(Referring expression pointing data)

######

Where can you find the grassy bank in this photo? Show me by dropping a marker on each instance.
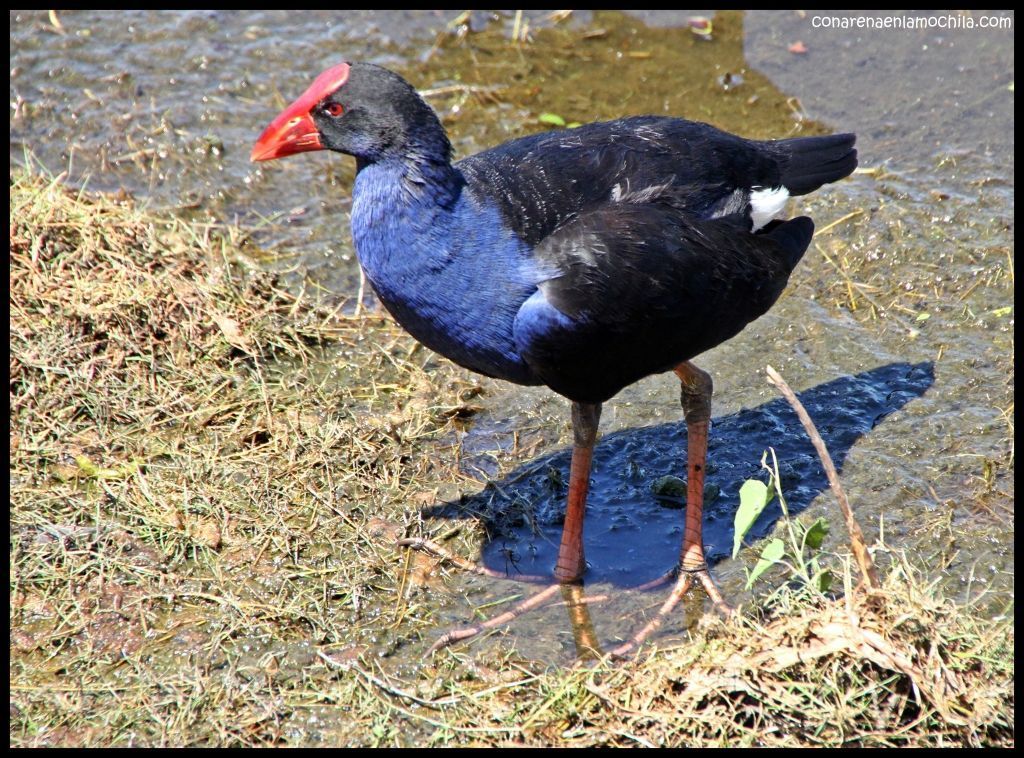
(207, 479)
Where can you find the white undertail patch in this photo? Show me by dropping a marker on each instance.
(767, 203)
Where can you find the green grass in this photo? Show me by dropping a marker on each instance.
(207, 478)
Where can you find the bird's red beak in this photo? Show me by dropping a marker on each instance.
(294, 130)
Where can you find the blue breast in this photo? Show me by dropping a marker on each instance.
(444, 266)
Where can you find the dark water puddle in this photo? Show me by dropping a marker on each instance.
(633, 536)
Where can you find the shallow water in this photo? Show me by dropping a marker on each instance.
(897, 328)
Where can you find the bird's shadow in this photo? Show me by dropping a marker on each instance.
(633, 535)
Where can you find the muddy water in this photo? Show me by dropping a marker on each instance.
(897, 329)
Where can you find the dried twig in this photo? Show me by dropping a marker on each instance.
(856, 536)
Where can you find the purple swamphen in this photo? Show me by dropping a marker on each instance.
(583, 259)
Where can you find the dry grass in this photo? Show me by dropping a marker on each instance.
(207, 476)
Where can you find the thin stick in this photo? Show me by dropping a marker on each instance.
(856, 536)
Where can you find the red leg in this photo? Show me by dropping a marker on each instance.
(571, 562)
(695, 398)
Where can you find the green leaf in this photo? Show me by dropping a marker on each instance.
(754, 496)
(824, 581)
(772, 553)
(816, 534)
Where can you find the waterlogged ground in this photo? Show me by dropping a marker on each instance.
(896, 330)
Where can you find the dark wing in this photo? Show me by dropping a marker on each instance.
(636, 289)
(542, 181)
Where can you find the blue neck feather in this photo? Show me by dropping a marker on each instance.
(442, 263)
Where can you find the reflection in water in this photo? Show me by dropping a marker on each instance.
(631, 536)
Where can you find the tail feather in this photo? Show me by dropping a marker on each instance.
(816, 161)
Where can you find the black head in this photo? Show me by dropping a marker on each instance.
(357, 109)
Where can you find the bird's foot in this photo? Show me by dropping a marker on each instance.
(576, 599)
(684, 581)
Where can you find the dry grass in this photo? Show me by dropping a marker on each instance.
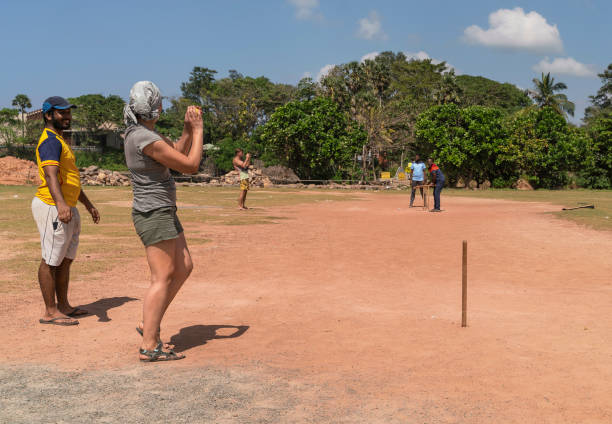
(599, 218)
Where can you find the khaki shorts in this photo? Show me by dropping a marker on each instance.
(157, 225)
(245, 184)
(58, 240)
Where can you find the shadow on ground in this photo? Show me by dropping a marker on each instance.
(198, 335)
(101, 306)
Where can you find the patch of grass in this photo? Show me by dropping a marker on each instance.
(599, 218)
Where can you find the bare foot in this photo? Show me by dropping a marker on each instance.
(58, 318)
(169, 346)
(165, 355)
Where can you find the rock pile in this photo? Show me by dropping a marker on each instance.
(281, 175)
(256, 176)
(92, 176)
(15, 171)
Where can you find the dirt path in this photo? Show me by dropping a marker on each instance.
(349, 312)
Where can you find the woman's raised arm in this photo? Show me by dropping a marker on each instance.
(168, 156)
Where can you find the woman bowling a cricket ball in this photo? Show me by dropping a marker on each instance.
(150, 156)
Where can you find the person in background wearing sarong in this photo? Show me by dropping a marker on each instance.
(242, 166)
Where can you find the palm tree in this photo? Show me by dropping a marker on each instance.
(22, 102)
(545, 94)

######

Description of the task: Copy every record verbatim while leaving each picture out.

Solution to the exercise:
Where can you find the grassy bank in this photo? Show me by dropping a marker on each instance.
(207, 479)
Where can you find the white undertail patch in this photo? Show me by dropping a marker on each instance.
(767, 203)
Where can you find the green grass in this photo? Show me by dropping a marker on each instance.
(207, 478)
Where can you find the bird's red beak in this photo? Show me by dropping a marker on each instance.
(294, 130)
Where can you find the blue breast in this photo? Show me by dropping a marker on each instance.
(444, 266)
Where can you find the dark water puddle in this photo? Show me by dropping a marker on each instance.
(633, 536)
Where can you find the shallow water in this photo? Show me by dropping a marker on each instance.
(897, 328)
Where can you find the bird's shadow in this photo? Show me by dropping a marker on each instance.
(633, 535)
Where can you find the muddy water in this photo? Show me by dropping a marker on each instance.
(897, 329)
Where can you find the dried twig in this photo? Show me by dropping a marker on each instance.
(856, 536)
Where can you find the purple swamphen in this photo? Show me by dropping a marker on each instance.
(583, 259)
Where can you find the dry grass in this photo? Show me by dropping a marker on each instance.
(207, 476)
Where can you find the thin stick in this photo? Show me by dropping a marker on each instance.
(856, 536)
Where can you find the red leg in this photo? Show me by dropping a marker on each instance.
(571, 562)
(695, 398)
Where can you find the green leaf in this photo? Show me by dropping a marker on each instance.
(754, 496)
(824, 581)
(772, 553)
(816, 534)
Where can you find the waterlogged ground in this photo? Show me by dropping a marker on each instance.
(896, 330)
Where can you find the dark wing in this photo? Show me by dropping a marker on each instance.
(636, 289)
(542, 181)
Where can you find the blue neck feather in this photo? Show me by dropping a marker on each instance.
(442, 263)
Where can you find the reflection in water in this photo? Show me by dropping a marker on each instance.
(631, 536)
Where can you find the tail feather in this photo? Show me by dropping a marker on each instance.
(816, 161)
Where can you find the black head in this photo? Show me by dropping a marker on each instance.
(357, 109)
Where can you find the bird's foot in this photo? Show me by dropping a marker on each instance.
(576, 599)
(684, 581)
Where can you find the dry grass in this photo? Show me by dropping a marker on each instance.
(599, 218)
Where can you find the khaki shorts in this photo? Show me by dropping a marker on each instance.
(157, 225)
(245, 184)
(58, 240)
Where can you find the shadow on ground in this photo? Show me by dropping a marker on each instance.
(198, 335)
(101, 306)
Where can you find the patch of grass in this photo? Show me by dropping a marker on each instance.
(599, 218)
Where can you find the bare foot in this photo? Show me by dropping a marker on each instance.
(58, 318)
(169, 346)
(165, 355)
Where can you find the rock pile in this photo? Show me by dropping a marker on each instance.
(281, 175)
(256, 176)
(92, 176)
(15, 171)
Where can you find the dirt path in this photo? Show me by dropping a marker on each instance.
(349, 312)
Where can you find the woman's raised arm in this photo? Show me by dropping a marker on each instance.
(168, 156)
Where can you find the woman bowling a cricket ball in this photo? Show me by dropping a marker on each instance.
(150, 156)
Where can you find the person in background wearing sarong in this photo? Show me by dropping a marker on each instance.
(242, 166)
Where can you find the palm tree in this photo? Show me by dropping a marker on each instance.
(22, 102)
(545, 94)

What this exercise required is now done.